» Source
start

Education

The surprising comfort
of learning objectives

Kristen  Procko Rebecca Roberts
By Kristen Procko and Rebecca Roberts
March 24, 2020

As many educators move from the classroom to online teaching, we are inundated with resources to help us make the transition, including videos, guides and apps we may have never heard of before. It is easy to feel overwhelmed with questions about how you should move your course online:

  • Should I use synchronous or asynchronous activities? Should I use both? 
  • Do I need to make new content? 
  • Do I use video conferencing? Should I use my learning-managmeent system (LMS) or another software? 
  • How do I assess the students? What do I need to consider?

While these are all valid and important questions, the details of how you will execute the course are secondary to an important consideration that you’ve already defined in your syllabus: the learning objectives for your course. These objectives were designed when you knew the method of instruction, but they hold true even if the method of instruction changes.

Here we provide some advice to support you during this pedagogical transition — a focus on learning objectives can provide comfort and a clear path forward.

end

» Exercise
Name every kind of resource that the article on learning objectives says educators are inundated with as they move to online teaching. The data that comes next is separate from the article on learning objectives.

» Information provided
start

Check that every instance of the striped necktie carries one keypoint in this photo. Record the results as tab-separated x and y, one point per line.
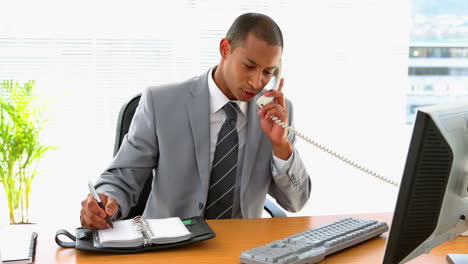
223	172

end

» Answer in full
- videos
- guides
- apps